Output exactly, with nothing added, the entries from the first line through the line with "target | smiling mouth".
DATASET EXCERPTS START
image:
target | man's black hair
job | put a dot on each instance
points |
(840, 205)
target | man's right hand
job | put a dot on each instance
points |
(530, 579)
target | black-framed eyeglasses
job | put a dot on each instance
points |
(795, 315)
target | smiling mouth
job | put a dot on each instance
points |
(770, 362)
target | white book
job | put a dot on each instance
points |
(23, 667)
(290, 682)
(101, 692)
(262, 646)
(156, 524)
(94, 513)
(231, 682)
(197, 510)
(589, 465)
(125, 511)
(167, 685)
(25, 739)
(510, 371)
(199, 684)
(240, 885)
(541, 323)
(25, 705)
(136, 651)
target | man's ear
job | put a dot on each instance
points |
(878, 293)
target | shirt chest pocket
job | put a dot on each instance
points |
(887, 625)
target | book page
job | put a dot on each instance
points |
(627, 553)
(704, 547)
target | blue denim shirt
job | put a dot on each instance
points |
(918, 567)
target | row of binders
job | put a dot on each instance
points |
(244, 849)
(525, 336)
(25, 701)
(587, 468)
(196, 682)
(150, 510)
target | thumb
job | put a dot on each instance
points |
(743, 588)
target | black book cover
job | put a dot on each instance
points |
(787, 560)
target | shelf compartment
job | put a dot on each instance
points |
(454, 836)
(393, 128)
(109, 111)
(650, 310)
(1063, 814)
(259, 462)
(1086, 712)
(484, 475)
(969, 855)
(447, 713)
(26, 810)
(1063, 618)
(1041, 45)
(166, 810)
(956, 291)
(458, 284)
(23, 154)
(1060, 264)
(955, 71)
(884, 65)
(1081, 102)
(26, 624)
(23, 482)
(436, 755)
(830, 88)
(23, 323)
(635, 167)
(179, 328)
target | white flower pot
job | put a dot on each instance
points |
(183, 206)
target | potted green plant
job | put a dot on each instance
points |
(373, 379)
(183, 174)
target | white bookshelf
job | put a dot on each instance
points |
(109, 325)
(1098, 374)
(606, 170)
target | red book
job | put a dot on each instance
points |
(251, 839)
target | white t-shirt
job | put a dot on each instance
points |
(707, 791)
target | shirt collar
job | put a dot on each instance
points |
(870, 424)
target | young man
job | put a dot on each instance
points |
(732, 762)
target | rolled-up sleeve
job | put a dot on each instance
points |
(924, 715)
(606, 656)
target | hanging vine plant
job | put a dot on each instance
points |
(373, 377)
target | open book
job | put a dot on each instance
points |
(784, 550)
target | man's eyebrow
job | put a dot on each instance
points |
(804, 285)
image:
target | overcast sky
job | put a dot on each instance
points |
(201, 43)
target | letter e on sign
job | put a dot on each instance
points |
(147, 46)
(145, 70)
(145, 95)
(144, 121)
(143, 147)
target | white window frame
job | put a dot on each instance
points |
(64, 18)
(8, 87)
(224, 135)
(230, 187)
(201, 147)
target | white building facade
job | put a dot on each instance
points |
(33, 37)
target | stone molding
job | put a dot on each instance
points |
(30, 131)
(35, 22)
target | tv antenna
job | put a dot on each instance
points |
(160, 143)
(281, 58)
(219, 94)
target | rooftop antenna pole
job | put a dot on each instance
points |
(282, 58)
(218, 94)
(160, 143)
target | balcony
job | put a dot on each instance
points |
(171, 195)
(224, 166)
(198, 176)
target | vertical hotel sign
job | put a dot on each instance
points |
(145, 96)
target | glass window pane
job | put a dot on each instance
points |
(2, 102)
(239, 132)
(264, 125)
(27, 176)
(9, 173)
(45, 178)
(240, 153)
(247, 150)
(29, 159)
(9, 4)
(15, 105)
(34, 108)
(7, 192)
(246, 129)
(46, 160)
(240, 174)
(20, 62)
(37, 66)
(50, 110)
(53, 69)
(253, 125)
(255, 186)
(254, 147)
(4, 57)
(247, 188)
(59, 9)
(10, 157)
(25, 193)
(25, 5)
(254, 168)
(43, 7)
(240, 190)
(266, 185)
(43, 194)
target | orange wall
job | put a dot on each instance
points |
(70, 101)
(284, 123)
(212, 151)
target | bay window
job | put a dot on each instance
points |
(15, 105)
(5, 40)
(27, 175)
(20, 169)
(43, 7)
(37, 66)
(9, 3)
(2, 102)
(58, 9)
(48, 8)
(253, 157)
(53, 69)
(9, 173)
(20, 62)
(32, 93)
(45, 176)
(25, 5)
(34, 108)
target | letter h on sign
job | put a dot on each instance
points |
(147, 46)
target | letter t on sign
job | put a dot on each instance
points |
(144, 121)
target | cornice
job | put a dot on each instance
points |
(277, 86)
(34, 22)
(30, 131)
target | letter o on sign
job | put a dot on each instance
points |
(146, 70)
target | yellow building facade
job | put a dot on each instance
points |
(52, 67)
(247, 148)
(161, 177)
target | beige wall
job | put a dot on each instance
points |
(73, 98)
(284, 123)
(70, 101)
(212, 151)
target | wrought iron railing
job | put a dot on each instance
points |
DATASET EXCERPTS END
- **EXERCISE OUTPUT**
image:
target | man's black hair
job | put a dot on each instance
points |
(840, 205)
target | man's right hand
job | put a dot on each instance
points |
(530, 579)
target | black-framed eyeglasses
job | put a dot on each instance
points |
(795, 315)
target | smiling mouth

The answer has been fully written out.